Task to carry out
Copy the data below, replacing "dark car" with "black vehicle" everywhere it occurs and leaving everything else unchanged.

------ Dataset records

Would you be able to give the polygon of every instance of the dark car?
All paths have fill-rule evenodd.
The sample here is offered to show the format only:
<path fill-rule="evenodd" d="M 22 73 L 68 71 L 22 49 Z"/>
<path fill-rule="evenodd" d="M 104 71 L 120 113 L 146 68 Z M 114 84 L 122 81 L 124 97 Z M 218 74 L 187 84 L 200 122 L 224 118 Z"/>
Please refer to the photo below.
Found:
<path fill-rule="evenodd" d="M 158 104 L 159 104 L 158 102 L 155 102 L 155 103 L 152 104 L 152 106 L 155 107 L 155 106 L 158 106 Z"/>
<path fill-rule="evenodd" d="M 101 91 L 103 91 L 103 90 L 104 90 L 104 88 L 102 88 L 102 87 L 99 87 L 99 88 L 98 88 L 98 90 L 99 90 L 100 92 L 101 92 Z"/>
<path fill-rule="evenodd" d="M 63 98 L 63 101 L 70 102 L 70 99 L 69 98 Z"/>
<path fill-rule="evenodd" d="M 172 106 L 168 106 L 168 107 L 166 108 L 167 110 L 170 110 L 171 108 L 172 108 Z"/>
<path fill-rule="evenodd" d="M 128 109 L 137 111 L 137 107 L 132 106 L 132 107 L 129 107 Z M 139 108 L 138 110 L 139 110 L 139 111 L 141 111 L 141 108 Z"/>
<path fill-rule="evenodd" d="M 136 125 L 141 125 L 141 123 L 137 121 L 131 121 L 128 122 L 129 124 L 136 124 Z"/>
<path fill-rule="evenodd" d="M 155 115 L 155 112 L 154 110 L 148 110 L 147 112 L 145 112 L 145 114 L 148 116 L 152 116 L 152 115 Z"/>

------------

Task result
Would you be able to give the polygon of every instance of the black vehicle?
All paths have fill-rule evenodd.
The sample here is offered to show the format only:
<path fill-rule="evenodd" d="M 22 73 L 68 71 L 22 49 Z"/>
<path fill-rule="evenodd" d="M 104 71 L 120 113 L 146 68 Z M 114 84 L 122 81 L 124 97 Z M 218 74 L 187 84 L 200 122 L 224 118 Z"/>
Please refer to the photo below.
Found:
<path fill-rule="evenodd" d="M 158 104 L 159 104 L 158 102 L 155 102 L 155 103 L 152 104 L 152 106 L 155 107 L 155 106 L 158 106 Z"/>
<path fill-rule="evenodd" d="M 101 91 L 103 91 L 103 90 L 104 90 L 104 88 L 102 88 L 102 87 L 99 87 L 99 88 L 98 88 L 98 90 L 99 90 L 100 92 L 101 92 Z"/>
<path fill-rule="evenodd" d="M 63 98 L 63 101 L 70 102 L 70 99 L 69 98 Z"/>
<path fill-rule="evenodd" d="M 172 106 L 168 106 L 168 107 L 166 108 L 167 110 L 170 110 L 171 108 L 172 108 Z"/>
<path fill-rule="evenodd" d="M 128 109 L 137 111 L 137 107 L 132 106 L 132 107 L 129 107 Z M 139 108 L 138 110 L 139 110 L 139 111 L 141 111 L 141 108 Z"/>
<path fill-rule="evenodd" d="M 136 125 L 141 125 L 141 123 L 137 121 L 131 121 L 128 122 L 129 124 L 136 124 Z"/>
<path fill-rule="evenodd" d="M 155 115 L 155 112 L 154 110 L 148 110 L 147 112 L 145 112 L 145 114 L 148 116 L 152 116 L 152 115 Z"/>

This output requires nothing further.